GIVEN TASK:
Can you reproduce each of the lines below without changing anything?
═══ MATERIAL
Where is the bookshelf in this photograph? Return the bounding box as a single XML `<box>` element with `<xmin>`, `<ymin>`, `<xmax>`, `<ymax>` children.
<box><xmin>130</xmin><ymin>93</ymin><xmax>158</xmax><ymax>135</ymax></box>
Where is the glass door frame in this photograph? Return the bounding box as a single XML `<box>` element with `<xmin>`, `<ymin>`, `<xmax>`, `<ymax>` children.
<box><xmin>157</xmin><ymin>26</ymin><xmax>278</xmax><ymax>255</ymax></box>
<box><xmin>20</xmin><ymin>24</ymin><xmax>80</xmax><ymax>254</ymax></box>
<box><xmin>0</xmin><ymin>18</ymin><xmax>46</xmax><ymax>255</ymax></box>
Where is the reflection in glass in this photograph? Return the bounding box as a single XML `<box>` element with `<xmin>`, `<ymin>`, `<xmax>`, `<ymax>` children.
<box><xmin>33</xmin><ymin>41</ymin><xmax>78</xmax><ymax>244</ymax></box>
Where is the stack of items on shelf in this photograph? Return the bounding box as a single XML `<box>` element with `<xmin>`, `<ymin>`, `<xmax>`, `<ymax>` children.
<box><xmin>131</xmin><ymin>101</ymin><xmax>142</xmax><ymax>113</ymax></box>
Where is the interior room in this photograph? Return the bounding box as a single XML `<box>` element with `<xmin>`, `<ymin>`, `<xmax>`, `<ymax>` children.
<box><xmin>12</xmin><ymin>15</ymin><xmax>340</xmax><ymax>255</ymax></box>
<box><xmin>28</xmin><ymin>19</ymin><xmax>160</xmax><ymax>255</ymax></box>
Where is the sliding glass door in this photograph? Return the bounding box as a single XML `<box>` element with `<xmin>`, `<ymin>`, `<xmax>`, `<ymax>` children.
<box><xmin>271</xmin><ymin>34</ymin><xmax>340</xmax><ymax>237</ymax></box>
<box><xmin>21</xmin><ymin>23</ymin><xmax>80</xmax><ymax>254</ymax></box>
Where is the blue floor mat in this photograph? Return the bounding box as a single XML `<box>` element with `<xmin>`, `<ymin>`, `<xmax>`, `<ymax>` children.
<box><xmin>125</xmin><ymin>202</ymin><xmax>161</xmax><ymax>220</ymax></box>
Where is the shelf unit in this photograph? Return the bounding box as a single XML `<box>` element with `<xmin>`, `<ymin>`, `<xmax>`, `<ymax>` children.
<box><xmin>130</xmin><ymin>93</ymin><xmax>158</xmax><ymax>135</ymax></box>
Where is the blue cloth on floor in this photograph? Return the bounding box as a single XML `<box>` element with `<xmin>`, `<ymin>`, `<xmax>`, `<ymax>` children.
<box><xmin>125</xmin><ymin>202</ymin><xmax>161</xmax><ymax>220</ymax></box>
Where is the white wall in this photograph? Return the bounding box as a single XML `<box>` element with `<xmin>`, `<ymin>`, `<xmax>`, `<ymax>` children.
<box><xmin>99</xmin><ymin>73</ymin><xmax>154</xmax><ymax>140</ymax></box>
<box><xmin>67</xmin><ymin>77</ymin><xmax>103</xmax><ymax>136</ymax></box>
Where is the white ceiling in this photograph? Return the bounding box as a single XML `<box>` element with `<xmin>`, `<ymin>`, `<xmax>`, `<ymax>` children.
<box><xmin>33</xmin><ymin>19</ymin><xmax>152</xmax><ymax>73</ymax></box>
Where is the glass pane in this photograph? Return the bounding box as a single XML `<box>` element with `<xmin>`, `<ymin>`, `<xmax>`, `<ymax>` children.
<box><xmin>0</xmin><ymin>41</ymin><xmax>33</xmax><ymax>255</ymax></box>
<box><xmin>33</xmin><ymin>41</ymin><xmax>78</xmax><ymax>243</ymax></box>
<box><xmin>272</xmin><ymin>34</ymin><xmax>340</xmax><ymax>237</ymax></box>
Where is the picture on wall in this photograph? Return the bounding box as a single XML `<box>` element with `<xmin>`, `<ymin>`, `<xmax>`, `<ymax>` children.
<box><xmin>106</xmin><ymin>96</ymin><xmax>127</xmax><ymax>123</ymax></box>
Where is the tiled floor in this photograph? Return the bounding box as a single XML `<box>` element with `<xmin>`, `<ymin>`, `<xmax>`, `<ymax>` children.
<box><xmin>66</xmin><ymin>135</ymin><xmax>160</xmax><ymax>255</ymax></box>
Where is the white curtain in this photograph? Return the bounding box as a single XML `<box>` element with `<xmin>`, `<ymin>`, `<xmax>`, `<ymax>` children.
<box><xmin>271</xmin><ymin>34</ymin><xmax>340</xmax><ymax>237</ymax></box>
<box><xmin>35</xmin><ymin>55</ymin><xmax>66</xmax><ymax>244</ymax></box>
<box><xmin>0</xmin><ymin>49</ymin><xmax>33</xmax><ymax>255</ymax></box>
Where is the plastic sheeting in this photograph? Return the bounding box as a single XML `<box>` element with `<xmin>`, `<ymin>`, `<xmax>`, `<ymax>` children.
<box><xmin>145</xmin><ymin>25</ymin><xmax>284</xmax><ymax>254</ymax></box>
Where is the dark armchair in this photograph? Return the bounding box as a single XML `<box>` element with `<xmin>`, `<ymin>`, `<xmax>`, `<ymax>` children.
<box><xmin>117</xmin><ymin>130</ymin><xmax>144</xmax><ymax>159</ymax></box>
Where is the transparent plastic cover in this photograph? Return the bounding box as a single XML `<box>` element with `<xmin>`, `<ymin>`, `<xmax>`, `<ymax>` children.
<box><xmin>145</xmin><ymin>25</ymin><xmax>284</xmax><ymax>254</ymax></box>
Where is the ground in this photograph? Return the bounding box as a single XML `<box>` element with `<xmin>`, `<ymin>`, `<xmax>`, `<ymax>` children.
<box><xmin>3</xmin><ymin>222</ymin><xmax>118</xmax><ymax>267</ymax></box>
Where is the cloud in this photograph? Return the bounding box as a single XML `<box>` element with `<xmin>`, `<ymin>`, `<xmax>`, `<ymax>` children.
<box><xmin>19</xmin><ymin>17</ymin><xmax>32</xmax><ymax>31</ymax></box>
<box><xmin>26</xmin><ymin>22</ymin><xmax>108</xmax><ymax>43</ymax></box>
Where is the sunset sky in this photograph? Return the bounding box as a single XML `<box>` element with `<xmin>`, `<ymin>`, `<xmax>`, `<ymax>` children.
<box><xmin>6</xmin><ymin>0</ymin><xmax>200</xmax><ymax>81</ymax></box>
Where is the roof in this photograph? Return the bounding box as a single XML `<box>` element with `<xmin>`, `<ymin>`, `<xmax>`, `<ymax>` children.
══════
THE RESPONSE:
Where is the bookshelf in this photograph? Return the bounding box as a single XML `<box>` element with `<xmin>`, `<ymin>`, `<xmax>`, `<ymax>` children.
<box><xmin>130</xmin><ymin>93</ymin><xmax>158</xmax><ymax>135</ymax></box>
Where is the glass door frame in this photograph? Return the bounding box as a single XML `<box>` element with `<xmin>`, `<ymin>`, `<xmax>`, `<ymax>` children.
<box><xmin>157</xmin><ymin>26</ymin><xmax>278</xmax><ymax>255</ymax></box>
<box><xmin>20</xmin><ymin>24</ymin><xmax>80</xmax><ymax>254</ymax></box>
<box><xmin>0</xmin><ymin>18</ymin><xmax>46</xmax><ymax>255</ymax></box>
Where is the reflection in glass in this photograph? Return the bounding box as a single XML `<box>` element with `<xmin>`, `<ymin>`, `<xmax>`, `<ymax>` children.
<box><xmin>33</xmin><ymin>41</ymin><xmax>78</xmax><ymax>244</ymax></box>
Where is the stack of items on shelf in this photograph? Return the bounding box as a single XML `<box>` element with `<xmin>`, `<ymin>`, `<xmax>`, `<ymax>` children.
<box><xmin>131</xmin><ymin>101</ymin><xmax>142</xmax><ymax>113</ymax></box>
Where is the interior room in this photograph? Return the bounding box as a single XML `<box>` element with `<xmin>`, `<ymin>`, `<xmax>`, `<ymax>` children.
<box><xmin>12</xmin><ymin>15</ymin><xmax>340</xmax><ymax>255</ymax></box>
<box><xmin>28</xmin><ymin>19</ymin><xmax>160</xmax><ymax>255</ymax></box>
Where is the sliding glass door in this photograph? Return the bounding box as a single XML `<box>` element with `<xmin>`, `<ymin>`, `<xmax>`, `<ymax>` children.
<box><xmin>271</xmin><ymin>34</ymin><xmax>340</xmax><ymax>237</ymax></box>
<box><xmin>21</xmin><ymin>23</ymin><xmax>80</xmax><ymax>254</ymax></box>
Where is the blue floor mat in this photograph? Return the bounding box as a single XML `<box>` element with `<xmin>`, `<ymin>`, `<xmax>`, `<ymax>` children.
<box><xmin>125</xmin><ymin>202</ymin><xmax>161</xmax><ymax>220</ymax></box>
Where is the shelf unit in this photograph? Return the bounding box as a single XML `<box>` element with `<xmin>`, `<ymin>`, `<xmax>`, `<ymax>` children.
<box><xmin>130</xmin><ymin>93</ymin><xmax>158</xmax><ymax>135</ymax></box>
Where is the blue cloth on floor in this photograph? Return the bounding box as a single XML `<box>` element with `<xmin>`, `<ymin>`, `<xmax>`, `<ymax>` children.
<box><xmin>125</xmin><ymin>202</ymin><xmax>161</xmax><ymax>220</ymax></box>
Where is the white wall in this photograph? Return the bounding box as a single XML `<box>` element with `<xmin>`, `<ymin>`, `<xmax>`, `<ymax>` children.
<box><xmin>99</xmin><ymin>73</ymin><xmax>154</xmax><ymax>140</ymax></box>
<box><xmin>67</xmin><ymin>77</ymin><xmax>103</xmax><ymax>136</ymax></box>
Where is the white ceiling in this photograph? Return the bounding box as a single XML `<box>` element with `<xmin>`, `<ymin>`, `<xmax>`, `<ymax>` children.
<box><xmin>33</xmin><ymin>19</ymin><xmax>152</xmax><ymax>73</ymax></box>
Where is the glass pane in this photograph? Return the bounding box as a single XML `<box>` element with `<xmin>`, `<ymin>`, `<xmax>`, `<ymax>` children.
<box><xmin>0</xmin><ymin>41</ymin><xmax>33</xmax><ymax>255</ymax></box>
<box><xmin>33</xmin><ymin>41</ymin><xmax>78</xmax><ymax>243</ymax></box>
<box><xmin>272</xmin><ymin>34</ymin><xmax>340</xmax><ymax>237</ymax></box>
Where is the picture on wall in this photograph? Return the bounding box as a single XML `<box>` element with `<xmin>`, `<ymin>`, `<xmax>`, `<ymax>` children.
<box><xmin>106</xmin><ymin>96</ymin><xmax>127</xmax><ymax>123</ymax></box>
Where is the tiled floor in this photograph? Return the bounding box as a single XML `<box>` element with `<xmin>`, `<ymin>`, `<xmax>`, `<ymax>` children.
<box><xmin>66</xmin><ymin>135</ymin><xmax>160</xmax><ymax>255</ymax></box>
Where is the white curtain in this photograph? Return the bounding box as a single XML `<box>` element with `<xmin>`, `<ymin>`, `<xmax>`, `<ymax>` children.
<box><xmin>271</xmin><ymin>34</ymin><xmax>340</xmax><ymax>237</ymax></box>
<box><xmin>35</xmin><ymin>55</ymin><xmax>66</xmax><ymax>244</ymax></box>
<box><xmin>0</xmin><ymin>49</ymin><xmax>33</xmax><ymax>255</ymax></box>
Where is the plastic sheeting in this photograph? Return the bounding box as a single XML `<box>` element with `<xmin>`, `<ymin>`, `<xmax>`, `<ymax>` children.
<box><xmin>145</xmin><ymin>25</ymin><xmax>284</xmax><ymax>254</ymax></box>
Where is the dark armchair in this photograph? Return the bounding box as a single XML `<box>` element with `<xmin>`, `<ymin>`, `<xmax>`, `<ymax>` children.
<box><xmin>117</xmin><ymin>130</ymin><xmax>144</xmax><ymax>159</ymax></box>
Where is the transparent plastic cover in this photograph? Return the bounding box as a single XML `<box>` element with `<xmin>`, `<ymin>`, `<xmax>`, `<ymax>` children.
<box><xmin>145</xmin><ymin>25</ymin><xmax>284</xmax><ymax>254</ymax></box>
Where is the ground in this photograph? Return the bounding box as a single XML `<box>` element with `<xmin>`, `<ymin>`, `<xmax>`, `<ymax>` children.
<box><xmin>3</xmin><ymin>222</ymin><xmax>118</xmax><ymax>267</ymax></box>
Where is the cloud in this photograph? Return the bounding box as a single XML `<box>` element with `<xmin>`, `<ymin>`, `<xmax>`, `<ymax>` children.
<box><xmin>19</xmin><ymin>17</ymin><xmax>32</xmax><ymax>31</ymax></box>
<box><xmin>26</xmin><ymin>22</ymin><xmax>108</xmax><ymax>43</ymax></box>
Where is the sunset sky in this photograph? Return the bounding box as a single XML `<box>` element with `<xmin>`, `<ymin>`, `<xmax>`, `<ymax>` children.
<box><xmin>6</xmin><ymin>0</ymin><xmax>200</xmax><ymax>81</ymax></box>
Where is the roof in this photograph? Return the bounding box as a single XML `<box>` element with `<xmin>`, `<ymin>`, `<xmax>`, `<ymax>` children.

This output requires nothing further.